>>
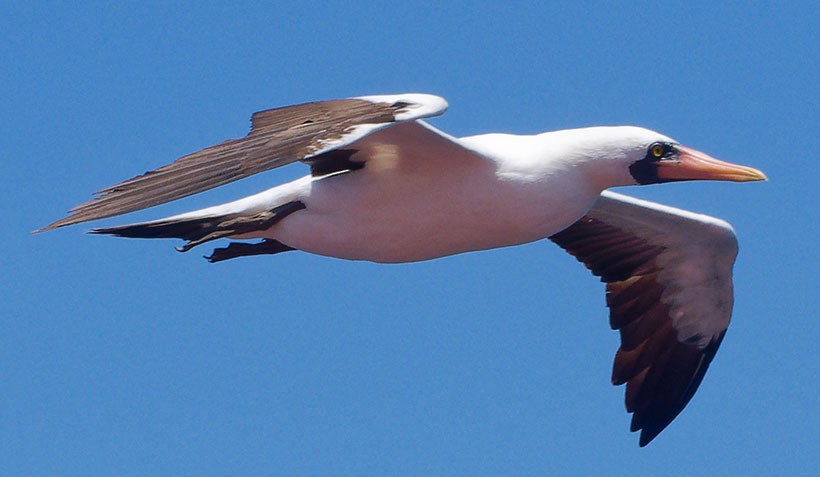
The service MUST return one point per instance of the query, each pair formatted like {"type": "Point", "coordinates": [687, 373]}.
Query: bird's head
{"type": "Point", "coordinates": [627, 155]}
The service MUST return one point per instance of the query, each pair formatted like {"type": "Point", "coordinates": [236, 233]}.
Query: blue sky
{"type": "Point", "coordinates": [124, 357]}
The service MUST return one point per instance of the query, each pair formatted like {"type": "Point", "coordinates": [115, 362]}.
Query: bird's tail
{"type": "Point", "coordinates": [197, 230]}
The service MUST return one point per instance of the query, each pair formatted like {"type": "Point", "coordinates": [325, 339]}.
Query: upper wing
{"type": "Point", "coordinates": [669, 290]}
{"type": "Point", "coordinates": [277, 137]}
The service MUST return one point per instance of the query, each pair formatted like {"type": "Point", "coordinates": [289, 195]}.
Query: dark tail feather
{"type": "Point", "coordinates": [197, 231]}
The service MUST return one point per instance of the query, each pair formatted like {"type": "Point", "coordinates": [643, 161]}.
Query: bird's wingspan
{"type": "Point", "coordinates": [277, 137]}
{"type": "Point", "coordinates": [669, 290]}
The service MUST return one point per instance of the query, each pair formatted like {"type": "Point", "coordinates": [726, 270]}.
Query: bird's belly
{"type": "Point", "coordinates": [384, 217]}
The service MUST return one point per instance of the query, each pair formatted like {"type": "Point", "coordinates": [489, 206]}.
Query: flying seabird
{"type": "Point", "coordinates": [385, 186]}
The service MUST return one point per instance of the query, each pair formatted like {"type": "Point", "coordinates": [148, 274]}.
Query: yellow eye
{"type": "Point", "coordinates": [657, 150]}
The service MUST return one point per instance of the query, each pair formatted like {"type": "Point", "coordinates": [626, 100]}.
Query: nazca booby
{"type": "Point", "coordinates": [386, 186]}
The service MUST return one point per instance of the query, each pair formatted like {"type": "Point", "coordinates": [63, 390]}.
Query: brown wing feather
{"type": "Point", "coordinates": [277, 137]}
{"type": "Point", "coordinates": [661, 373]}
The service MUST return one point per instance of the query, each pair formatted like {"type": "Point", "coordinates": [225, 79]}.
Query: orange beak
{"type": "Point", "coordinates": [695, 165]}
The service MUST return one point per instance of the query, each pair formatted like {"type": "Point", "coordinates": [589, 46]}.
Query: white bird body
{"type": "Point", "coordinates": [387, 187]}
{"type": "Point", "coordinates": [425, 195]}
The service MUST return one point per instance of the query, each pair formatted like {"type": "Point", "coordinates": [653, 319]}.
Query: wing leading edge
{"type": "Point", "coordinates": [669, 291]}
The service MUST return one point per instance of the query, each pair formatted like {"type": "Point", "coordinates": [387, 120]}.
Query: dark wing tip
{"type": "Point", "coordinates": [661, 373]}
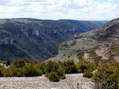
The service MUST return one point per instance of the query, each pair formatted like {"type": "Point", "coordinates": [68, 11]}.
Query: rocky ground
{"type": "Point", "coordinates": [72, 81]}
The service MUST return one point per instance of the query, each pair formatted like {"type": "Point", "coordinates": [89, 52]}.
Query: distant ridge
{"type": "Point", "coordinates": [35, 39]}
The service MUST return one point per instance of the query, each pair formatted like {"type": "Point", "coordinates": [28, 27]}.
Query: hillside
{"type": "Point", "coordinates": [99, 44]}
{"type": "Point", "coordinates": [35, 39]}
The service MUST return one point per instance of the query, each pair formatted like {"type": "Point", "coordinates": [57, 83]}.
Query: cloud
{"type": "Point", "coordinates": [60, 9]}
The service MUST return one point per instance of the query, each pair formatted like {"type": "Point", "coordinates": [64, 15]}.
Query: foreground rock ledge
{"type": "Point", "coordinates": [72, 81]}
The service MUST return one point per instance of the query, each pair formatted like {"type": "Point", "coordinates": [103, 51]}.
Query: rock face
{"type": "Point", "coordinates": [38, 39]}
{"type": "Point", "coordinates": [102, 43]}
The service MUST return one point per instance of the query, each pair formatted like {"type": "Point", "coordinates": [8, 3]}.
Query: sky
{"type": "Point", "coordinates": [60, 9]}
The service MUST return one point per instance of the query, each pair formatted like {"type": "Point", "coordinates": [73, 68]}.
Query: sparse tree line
<<
TASK BRIEF:
Output every entry exactly as given; pictures are not part of the copy.

ANSWER TO THIS TASK:
The service MUST return one point per instance of the query, each pair formatted like {"type": "Point", "coordinates": [687, 373]}.
Query: bird's head
{"type": "Point", "coordinates": [627, 155]}
The service MUST return one point per instance of the query, each pair formatted like {"type": "Point", "coordinates": [236, 233]}.
Query: blue sky
{"type": "Point", "coordinates": [124, 357]}
The service MUST return one point per instance of the query, each pair formatted like {"type": "Point", "coordinates": [115, 362]}.
Query: bird's tail
{"type": "Point", "coordinates": [197, 230]}
The service MUST return one point per instance of the query, each pair formatted like {"type": "Point", "coordinates": [325, 339]}.
Query: upper wing
{"type": "Point", "coordinates": [669, 290]}
{"type": "Point", "coordinates": [277, 137]}
The service MUST return one point per instance of the query, each pair formatted like {"type": "Point", "coordinates": [289, 195]}.
Query: dark tail feather
{"type": "Point", "coordinates": [197, 231]}
The service MUST return one point per instance of the query, each pair formatted like {"type": "Point", "coordinates": [643, 161]}.
Query: bird's wingspan
{"type": "Point", "coordinates": [277, 137]}
{"type": "Point", "coordinates": [669, 290]}
The service MUST return one point per instance of the query, each pair formatted like {"type": "Point", "coordinates": [726, 270]}.
Query: bird's belly
{"type": "Point", "coordinates": [384, 217]}
The service MUST return one point per instance of the query, each pair formatted like {"type": "Point", "coordinates": [489, 206]}.
Query: flying seabird
{"type": "Point", "coordinates": [385, 186]}
The service MUST return one point per instance of the query, each pair formatted like {"type": "Point", "coordinates": [148, 274]}.
Query: yellow eye
{"type": "Point", "coordinates": [657, 150]}
The service MUST return one point per instance of the query, each pair formatted like {"type": "Point", "coordinates": [626, 100]}.
Query: nazca booby
{"type": "Point", "coordinates": [386, 186]}
The service MUST return one point per instance of the query, each pair formatted like {"type": "Point", "coordinates": [63, 390]}.
Query: brown wing feather
{"type": "Point", "coordinates": [277, 137]}
{"type": "Point", "coordinates": [661, 373]}
The service MUST return one point per instance of the query, each pair formatted like {"type": "Point", "coordinates": [225, 79]}.
Query: orange beak
{"type": "Point", "coordinates": [695, 165]}
The service MUST return one point per instance of the query, each pair formatted like {"type": "Point", "coordinates": [589, 46]}.
Query: white bird body
{"type": "Point", "coordinates": [387, 187]}
{"type": "Point", "coordinates": [425, 195]}
The service MUST return one point per instance of the query, each pair formatted like {"type": "Point", "coordinates": [653, 319]}.
Query: wing leading edge
{"type": "Point", "coordinates": [669, 291]}
The service MUST return one point per instance of the query, each pair formatted like {"type": "Point", "coordinates": [387, 120]}.
Query: dark wing tip
{"type": "Point", "coordinates": [661, 373]}
The service MUST return one point per instance of the query, each pair formatted like {"type": "Point", "coordinates": [68, 11]}.
Query: rocky ground
{"type": "Point", "coordinates": [72, 81]}
The service MUST return one point per instance of the query, each pair formatted like {"type": "Point", "coordinates": [89, 52]}.
Query: distant ridge
{"type": "Point", "coordinates": [35, 39]}
The service MUST return one point per instance of the query, each pair formatted like {"type": "Point", "coordinates": [28, 27]}.
Query: hillside
{"type": "Point", "coordinates": [99, 44]}
{"type": "Point", "coordinates": [35, 39]}
The service MUST return one point per instance of the query, each pair formatted like {"type": "Point", "coordinates": [57, 83]}.
Query: cloud
{"type": "Point", "coordinates": [60, 9]}
The service MUST return one point per instance of the query, each pair formatted like {"type": "Point", "coordinates": [64, 15]}.
Query: foreground rock ledge
{"type": "Point", "coordinates": [72, 81]}
The service MUST return one point per instance of the query, each pair formatted like {"type": "Point", "coordinates": [103, 51]}.
Query: rock face
{"type": "Point", "coordinates": [38, 39]}
{"type": "Point", "coordinates": [102, 43]}
The service MUST return one point per instance of the query, each pair formatted like {"type": "Point", "coordinates": [8, 3]}.
Query: sky
{"type": "Point", "coordinates": [60, 9]}
The service MUST return one point per instance of the query, each pair formatted like {"type": "Point", "coordinates": [73, 68]}.
Query: sparse tree line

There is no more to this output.